▶ _Written exercise_: State how many lines in the records below contain the word "climber", and give only the number.

▶ _Given data_:

....

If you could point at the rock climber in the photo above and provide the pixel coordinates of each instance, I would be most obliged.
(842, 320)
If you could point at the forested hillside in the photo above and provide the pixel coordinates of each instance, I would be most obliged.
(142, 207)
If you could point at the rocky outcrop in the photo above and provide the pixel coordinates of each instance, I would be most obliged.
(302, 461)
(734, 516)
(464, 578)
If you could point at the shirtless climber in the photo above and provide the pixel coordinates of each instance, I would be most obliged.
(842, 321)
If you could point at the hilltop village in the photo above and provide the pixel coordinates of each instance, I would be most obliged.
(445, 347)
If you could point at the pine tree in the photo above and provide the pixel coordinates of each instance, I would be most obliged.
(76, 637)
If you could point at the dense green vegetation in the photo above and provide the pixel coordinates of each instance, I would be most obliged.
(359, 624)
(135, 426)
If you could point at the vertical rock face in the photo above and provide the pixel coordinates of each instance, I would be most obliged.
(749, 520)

....

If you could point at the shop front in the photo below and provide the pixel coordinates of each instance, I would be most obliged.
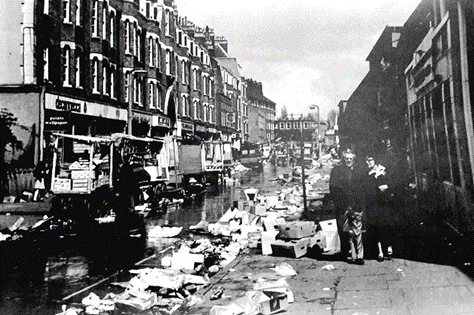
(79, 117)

....

▶ _Result of this task_: 2